▶ **WHAT IS REQUIRED**:
Rewrite the exchange about customizing software from "Bob: Okay, but" to "get something accomplished?", putting "code editors" in place of "text editors".

▶ **PASSAGE PROVIDED**:

START

Alice: I wouldn't say 'perfectly happy', I'd say that users are resigned to the notion that applications are machines with a fixed set of actions, and any limitations of these machines must simply be worked around via whatever tedium is required. But of course they would think that--we've never shown our users software that didn't work just like a machine, so how could we expect them to know about the wonderful, customizable universe of possibilities that we programmers get to play in every day? This isn't a good state of affairs, it's sad, and we ought to start doing something about it! It isn't hopeless--in fact, I find that if you get users in the right mindset they are positively incessant about wanting to customize their user experience and the actions supported by an application. It's human nature, our inner spirit of creativity and invention that can never be truly squelched! When we are shown something of use or interest to us, some piece of functionality or data, we begin thinking up possible variations and combinations that also interest us or seem useful.
Bob: Okay, but let's be realistic. Do you really expect your users to be booting up text editors, running compilers, interpreting syntax and type errors and so forth just to get something accomplished?

END

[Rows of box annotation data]
START

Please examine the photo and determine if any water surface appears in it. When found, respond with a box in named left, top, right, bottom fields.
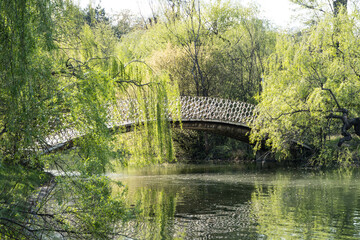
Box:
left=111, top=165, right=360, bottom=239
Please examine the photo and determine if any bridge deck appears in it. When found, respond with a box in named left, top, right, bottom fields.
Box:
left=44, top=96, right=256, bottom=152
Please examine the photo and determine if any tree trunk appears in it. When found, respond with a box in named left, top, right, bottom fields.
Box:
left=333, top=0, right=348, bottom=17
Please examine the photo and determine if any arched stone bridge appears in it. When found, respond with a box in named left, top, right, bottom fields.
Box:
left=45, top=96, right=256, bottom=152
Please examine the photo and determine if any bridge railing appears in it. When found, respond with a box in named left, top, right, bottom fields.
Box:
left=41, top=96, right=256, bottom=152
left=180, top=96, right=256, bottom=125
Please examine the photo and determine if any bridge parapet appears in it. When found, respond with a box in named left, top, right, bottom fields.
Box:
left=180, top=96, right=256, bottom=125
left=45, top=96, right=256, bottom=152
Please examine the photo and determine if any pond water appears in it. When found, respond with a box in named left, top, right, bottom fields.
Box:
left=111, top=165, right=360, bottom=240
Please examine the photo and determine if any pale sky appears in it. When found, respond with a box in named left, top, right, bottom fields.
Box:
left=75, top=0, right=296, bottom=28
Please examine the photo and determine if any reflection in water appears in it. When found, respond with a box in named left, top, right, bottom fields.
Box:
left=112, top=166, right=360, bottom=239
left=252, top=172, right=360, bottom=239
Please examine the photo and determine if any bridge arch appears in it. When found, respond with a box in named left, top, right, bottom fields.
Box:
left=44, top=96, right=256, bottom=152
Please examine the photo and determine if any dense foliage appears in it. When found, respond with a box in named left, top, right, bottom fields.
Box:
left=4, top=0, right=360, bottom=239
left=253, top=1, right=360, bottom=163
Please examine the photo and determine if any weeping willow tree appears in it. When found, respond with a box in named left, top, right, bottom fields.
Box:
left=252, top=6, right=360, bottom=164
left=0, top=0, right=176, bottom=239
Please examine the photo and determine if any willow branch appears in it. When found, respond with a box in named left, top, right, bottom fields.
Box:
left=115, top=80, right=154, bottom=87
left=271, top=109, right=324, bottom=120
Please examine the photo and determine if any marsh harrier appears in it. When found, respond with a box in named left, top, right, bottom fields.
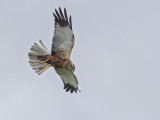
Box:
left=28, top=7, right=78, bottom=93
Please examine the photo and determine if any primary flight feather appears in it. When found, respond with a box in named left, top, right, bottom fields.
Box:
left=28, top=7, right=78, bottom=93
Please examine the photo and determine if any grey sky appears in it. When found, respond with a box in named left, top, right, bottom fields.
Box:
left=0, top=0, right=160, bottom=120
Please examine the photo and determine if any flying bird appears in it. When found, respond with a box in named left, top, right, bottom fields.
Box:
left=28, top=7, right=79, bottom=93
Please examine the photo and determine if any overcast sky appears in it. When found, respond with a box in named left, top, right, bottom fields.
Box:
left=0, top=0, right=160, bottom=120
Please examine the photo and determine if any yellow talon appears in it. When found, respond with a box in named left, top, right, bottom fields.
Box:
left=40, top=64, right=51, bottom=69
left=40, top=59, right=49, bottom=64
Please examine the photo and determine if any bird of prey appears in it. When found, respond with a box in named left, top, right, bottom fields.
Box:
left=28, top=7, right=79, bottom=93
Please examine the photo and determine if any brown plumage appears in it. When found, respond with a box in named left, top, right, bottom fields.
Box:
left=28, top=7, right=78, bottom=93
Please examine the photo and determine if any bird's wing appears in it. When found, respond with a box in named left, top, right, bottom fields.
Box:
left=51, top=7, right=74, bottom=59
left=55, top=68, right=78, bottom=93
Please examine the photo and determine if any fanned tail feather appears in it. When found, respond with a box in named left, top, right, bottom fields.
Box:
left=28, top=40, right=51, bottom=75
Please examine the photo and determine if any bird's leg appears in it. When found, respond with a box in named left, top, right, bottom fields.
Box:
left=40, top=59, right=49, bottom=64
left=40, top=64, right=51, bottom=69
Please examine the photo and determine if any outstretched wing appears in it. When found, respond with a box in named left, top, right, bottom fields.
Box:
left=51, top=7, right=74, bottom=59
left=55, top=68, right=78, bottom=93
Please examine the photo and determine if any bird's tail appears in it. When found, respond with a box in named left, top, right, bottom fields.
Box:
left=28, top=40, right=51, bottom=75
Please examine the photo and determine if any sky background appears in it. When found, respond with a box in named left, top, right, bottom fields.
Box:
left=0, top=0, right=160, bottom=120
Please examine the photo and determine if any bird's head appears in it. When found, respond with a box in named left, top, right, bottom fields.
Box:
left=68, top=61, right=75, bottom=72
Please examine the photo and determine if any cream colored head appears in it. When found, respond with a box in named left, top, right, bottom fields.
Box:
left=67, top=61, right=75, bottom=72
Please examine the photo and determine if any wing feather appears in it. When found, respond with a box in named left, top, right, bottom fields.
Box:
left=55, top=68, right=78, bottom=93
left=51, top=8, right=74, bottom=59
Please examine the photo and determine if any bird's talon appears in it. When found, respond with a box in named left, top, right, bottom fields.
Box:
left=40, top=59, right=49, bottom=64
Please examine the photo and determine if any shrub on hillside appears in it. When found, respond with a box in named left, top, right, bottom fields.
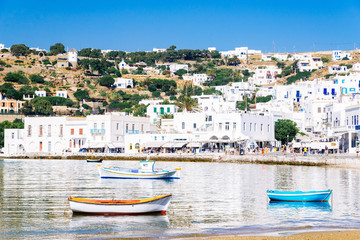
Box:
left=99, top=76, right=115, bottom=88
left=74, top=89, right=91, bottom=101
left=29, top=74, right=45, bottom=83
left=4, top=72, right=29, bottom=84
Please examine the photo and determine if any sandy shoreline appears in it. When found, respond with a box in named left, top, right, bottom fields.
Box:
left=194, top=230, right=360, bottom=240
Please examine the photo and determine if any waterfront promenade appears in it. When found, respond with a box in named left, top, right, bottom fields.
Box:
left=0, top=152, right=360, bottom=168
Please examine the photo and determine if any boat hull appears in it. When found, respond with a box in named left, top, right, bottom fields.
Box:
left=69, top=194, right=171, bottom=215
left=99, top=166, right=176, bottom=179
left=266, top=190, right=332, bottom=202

END
START

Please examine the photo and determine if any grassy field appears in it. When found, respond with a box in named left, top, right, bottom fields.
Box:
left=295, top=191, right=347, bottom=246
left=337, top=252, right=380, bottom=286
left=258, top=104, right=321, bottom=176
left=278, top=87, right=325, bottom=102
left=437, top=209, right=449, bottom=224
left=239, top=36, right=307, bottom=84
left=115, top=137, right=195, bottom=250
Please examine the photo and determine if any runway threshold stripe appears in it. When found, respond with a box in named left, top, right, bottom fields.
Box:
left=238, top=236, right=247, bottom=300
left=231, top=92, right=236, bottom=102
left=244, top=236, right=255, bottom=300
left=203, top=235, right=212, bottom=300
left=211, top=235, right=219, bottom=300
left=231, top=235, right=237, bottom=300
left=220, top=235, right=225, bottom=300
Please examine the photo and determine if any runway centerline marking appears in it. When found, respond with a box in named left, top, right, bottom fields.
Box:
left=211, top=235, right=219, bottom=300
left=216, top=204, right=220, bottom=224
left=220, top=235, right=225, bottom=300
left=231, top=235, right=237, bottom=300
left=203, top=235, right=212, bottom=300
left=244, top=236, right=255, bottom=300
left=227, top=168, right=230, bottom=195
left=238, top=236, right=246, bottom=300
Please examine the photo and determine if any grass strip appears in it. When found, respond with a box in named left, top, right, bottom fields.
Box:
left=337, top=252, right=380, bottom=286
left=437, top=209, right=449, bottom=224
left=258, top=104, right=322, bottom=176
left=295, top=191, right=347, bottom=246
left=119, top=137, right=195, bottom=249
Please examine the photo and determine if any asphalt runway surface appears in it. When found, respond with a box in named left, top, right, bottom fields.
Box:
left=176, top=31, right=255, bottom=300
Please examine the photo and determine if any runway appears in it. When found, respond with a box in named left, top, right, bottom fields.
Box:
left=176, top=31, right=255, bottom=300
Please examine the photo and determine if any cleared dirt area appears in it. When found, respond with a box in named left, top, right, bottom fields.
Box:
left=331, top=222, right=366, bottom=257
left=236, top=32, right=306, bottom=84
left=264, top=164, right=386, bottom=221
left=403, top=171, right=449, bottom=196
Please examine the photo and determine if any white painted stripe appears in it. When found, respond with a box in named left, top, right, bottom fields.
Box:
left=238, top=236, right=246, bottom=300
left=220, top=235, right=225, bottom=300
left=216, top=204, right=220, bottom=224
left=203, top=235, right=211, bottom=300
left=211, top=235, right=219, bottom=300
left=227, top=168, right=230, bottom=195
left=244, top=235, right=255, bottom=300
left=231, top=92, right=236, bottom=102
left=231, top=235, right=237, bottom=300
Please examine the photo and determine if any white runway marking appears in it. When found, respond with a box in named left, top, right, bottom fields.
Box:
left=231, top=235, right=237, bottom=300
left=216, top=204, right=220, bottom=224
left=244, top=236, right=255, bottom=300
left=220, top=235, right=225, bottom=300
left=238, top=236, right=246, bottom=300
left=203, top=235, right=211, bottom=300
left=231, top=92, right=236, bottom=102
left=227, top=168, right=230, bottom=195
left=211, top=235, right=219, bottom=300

END

▶ **SOLUTION FOR THIS EXERCISE**:
Bob: Okay, but let's be realistic. Do you really expect your users to be booting up code editors, running compilers, interpreting syntax and type errors and so forth just to get something accomplished?